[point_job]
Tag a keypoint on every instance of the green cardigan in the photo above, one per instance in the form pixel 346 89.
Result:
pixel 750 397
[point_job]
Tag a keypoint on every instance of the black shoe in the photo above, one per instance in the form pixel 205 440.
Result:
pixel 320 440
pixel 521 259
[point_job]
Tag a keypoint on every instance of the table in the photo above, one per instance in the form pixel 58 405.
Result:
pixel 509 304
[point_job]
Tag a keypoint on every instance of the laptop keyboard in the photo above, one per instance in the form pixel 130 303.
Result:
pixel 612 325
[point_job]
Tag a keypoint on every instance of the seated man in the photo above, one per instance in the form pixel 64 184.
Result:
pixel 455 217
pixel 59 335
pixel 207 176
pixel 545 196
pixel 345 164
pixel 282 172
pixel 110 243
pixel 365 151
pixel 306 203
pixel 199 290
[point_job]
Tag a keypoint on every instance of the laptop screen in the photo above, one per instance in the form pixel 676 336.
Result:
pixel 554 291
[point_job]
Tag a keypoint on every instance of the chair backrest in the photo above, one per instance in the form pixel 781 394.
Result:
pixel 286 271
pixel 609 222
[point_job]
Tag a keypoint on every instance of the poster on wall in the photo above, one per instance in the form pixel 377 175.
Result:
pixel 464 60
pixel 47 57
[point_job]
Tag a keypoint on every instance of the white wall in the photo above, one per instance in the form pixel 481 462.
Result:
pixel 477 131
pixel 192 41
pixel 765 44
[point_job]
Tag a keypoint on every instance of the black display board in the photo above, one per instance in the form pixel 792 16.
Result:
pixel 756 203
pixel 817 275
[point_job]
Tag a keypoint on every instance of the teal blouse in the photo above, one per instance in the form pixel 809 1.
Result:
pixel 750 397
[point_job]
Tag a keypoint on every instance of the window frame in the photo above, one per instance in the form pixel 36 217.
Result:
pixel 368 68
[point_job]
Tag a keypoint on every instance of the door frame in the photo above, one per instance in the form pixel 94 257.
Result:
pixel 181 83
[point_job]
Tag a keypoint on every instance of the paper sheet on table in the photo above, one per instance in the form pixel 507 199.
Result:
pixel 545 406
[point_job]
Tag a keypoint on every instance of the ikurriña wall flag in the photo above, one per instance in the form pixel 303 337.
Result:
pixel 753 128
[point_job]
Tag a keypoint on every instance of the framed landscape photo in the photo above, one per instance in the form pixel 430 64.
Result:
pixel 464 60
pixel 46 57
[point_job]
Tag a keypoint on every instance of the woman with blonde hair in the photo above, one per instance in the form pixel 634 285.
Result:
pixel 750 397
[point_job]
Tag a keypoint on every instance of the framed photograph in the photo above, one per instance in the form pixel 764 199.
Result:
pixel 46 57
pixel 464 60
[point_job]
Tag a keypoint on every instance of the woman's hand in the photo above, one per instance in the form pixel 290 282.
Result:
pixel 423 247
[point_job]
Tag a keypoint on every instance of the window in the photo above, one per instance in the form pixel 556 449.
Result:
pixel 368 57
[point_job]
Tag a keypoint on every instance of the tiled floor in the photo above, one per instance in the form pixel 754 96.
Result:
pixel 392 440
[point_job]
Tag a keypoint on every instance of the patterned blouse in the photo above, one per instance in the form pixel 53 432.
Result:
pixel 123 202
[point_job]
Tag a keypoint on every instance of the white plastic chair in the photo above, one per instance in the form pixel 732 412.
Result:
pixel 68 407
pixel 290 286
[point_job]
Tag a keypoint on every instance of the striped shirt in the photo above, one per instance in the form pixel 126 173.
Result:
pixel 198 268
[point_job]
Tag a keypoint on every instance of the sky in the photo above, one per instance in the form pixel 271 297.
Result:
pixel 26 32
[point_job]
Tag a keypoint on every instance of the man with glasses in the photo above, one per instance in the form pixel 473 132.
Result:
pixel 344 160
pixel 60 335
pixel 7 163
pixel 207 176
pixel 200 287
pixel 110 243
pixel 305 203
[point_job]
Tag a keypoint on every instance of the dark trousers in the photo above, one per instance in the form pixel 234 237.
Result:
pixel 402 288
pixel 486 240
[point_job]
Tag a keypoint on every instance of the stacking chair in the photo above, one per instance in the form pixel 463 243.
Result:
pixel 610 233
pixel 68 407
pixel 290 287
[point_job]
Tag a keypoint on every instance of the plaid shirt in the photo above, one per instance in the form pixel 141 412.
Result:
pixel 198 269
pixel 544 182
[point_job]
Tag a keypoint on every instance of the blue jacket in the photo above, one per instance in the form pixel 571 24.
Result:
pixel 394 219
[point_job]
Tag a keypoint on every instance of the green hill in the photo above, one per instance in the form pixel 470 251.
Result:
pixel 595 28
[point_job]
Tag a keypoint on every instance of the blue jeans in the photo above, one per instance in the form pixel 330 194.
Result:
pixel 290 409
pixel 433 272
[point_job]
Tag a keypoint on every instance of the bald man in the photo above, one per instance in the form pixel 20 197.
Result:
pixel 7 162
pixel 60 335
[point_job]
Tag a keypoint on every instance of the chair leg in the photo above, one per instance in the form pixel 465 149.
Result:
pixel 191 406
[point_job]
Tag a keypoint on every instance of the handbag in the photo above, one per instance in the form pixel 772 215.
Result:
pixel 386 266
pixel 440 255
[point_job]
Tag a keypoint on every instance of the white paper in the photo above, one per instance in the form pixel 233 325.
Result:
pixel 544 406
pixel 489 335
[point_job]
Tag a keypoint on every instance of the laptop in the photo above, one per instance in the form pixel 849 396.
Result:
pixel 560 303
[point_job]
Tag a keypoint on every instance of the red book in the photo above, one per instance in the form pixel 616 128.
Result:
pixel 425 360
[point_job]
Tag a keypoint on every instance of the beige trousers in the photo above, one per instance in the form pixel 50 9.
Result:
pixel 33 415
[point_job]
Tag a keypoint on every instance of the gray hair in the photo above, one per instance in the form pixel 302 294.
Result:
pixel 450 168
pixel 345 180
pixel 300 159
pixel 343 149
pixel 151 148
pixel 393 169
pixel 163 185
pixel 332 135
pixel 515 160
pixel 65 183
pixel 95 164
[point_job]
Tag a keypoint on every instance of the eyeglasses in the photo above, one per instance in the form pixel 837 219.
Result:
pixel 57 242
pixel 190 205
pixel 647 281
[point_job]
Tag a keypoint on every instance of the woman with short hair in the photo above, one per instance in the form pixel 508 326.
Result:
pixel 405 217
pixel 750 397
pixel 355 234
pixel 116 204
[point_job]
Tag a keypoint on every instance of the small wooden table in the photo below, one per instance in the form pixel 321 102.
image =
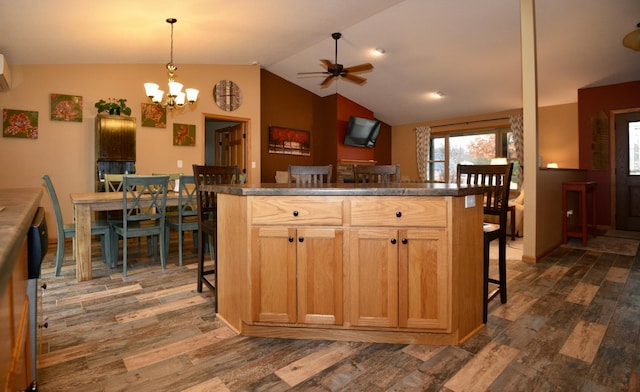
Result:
pixel 84 204
pixel 585 188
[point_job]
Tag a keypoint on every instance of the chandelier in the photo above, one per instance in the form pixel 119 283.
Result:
pixel 175 98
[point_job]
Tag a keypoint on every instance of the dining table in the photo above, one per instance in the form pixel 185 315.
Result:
pixel 85 204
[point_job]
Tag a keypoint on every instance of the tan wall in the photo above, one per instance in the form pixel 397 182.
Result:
pixel 65 150
pixel 558 135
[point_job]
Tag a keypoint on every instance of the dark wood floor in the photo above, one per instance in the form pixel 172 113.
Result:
pixel 572 323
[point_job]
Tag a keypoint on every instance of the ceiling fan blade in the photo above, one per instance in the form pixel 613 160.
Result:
pixel 326 64
pixel 325 83
pixel 354 79
pixel 366 67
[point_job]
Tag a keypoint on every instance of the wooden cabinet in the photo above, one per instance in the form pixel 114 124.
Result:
pixel 115 138
pixel 297 269
pixel 398 269
pixel 405 270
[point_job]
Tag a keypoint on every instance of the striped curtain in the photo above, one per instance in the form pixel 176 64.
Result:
pixel 518 141
pixel 423 137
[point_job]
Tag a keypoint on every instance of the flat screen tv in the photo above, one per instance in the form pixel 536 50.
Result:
pixel 362 132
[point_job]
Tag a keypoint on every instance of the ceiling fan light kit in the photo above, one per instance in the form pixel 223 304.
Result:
pixel 336 70
pixel 632 40
pixel 175 98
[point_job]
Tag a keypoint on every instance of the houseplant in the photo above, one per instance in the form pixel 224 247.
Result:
pixel 113 106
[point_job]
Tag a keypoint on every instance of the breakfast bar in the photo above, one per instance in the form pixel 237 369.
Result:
pixel 398 263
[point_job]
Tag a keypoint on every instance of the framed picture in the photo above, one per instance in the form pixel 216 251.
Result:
pixel 184 135
pixel 289 141
pixel 154 116
pixel 19 123
pixel 66 107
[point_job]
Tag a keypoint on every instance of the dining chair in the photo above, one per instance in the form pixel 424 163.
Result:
pixel 496 180
pixel 185 218
pixel 144 200
pixel 310 174
pixel 207 218
pixel 98 227
pixel 385 174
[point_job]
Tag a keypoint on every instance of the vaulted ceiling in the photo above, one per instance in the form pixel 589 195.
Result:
pixel 468 50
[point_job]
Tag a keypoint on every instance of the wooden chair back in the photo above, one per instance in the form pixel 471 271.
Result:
pixel 310 174
pixel 383 174
pixel 496 180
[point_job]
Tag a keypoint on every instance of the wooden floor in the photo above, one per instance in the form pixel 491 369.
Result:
pixel 572 323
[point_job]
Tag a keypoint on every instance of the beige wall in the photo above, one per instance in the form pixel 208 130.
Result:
pixel 65 150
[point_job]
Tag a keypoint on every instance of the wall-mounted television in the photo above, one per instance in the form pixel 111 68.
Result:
pixel 362 132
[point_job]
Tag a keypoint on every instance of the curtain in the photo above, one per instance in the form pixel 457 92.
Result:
pixel 518 141
pixel 423 137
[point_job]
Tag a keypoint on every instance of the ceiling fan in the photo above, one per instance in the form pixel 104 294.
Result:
pixel 335 70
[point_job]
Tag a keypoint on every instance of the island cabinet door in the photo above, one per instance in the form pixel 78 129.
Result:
pixel 274 274
pixel 319 276
pixel 424 279
pixel 373 258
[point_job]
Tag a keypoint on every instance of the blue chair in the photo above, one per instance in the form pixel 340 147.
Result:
pixel 144 200
pixel 98 227
pixel 186 216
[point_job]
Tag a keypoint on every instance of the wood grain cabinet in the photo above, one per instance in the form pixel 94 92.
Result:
pixel 297 265
pixel 405 269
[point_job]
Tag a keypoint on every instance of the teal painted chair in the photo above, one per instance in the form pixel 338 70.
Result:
pixel 144 200
pixel 98 227
pixel 186 216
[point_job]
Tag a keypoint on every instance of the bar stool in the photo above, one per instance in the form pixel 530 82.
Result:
pixel 584 188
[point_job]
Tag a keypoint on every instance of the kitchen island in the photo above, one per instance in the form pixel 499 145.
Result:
pixel 399 263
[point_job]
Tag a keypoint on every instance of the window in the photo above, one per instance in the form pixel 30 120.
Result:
pixel 477 147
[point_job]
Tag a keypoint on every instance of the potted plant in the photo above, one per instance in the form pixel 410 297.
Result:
pixel 113 106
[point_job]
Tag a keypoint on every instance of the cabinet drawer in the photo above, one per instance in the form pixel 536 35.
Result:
pixel 399 211
pixel 296 211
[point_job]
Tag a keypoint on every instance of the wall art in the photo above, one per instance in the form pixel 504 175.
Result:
pixel 184 135
pixel 289 141
pixel 20 123
pixel 66 107
pixel 154 116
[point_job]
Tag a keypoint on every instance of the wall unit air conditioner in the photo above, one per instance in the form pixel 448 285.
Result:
pixel 5 75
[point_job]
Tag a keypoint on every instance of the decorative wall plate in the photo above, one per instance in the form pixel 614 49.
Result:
pixel 227 95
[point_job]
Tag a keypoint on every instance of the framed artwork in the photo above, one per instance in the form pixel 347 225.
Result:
pixel 66 107
pixel 19 123
pixel 154 116
pixel 184 135
pixel 289 141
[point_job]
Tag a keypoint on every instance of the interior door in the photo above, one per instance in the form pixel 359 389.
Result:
pixel 628 171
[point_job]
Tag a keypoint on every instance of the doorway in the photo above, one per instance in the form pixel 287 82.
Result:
pixel 627 170
pixel 225 141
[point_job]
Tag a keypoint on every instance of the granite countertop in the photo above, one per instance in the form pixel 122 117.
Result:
pixel 20 205
pixel 403 189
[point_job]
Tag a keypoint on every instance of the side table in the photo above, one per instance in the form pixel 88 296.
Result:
pixel 584 188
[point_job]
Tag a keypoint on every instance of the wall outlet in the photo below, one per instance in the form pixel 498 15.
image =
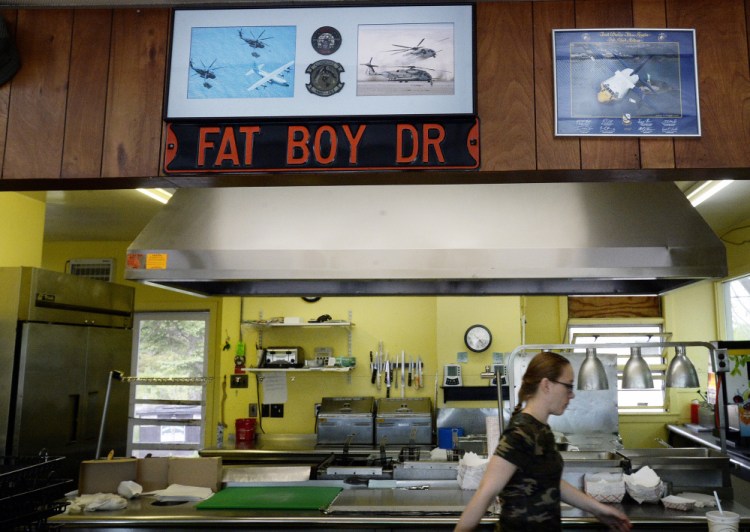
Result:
pixel 238 381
★ ★ ★
Exercise instructions:
Reproduce, without any change, the lines above from the very first one through the line containing "pixel 521 259", both included.

Finished task:
[point_job]
Tag a keypoint on every instance of the green cardigan in the photo above, one per instance in the form pixel 346 89.
Result:
pixel 750 397
[point_job]
Tag a keypoint on every instance of the black shoe in the photo above, one per instance in the form pixel 205 440.
Result:
pixel 320 440
pixel 521 259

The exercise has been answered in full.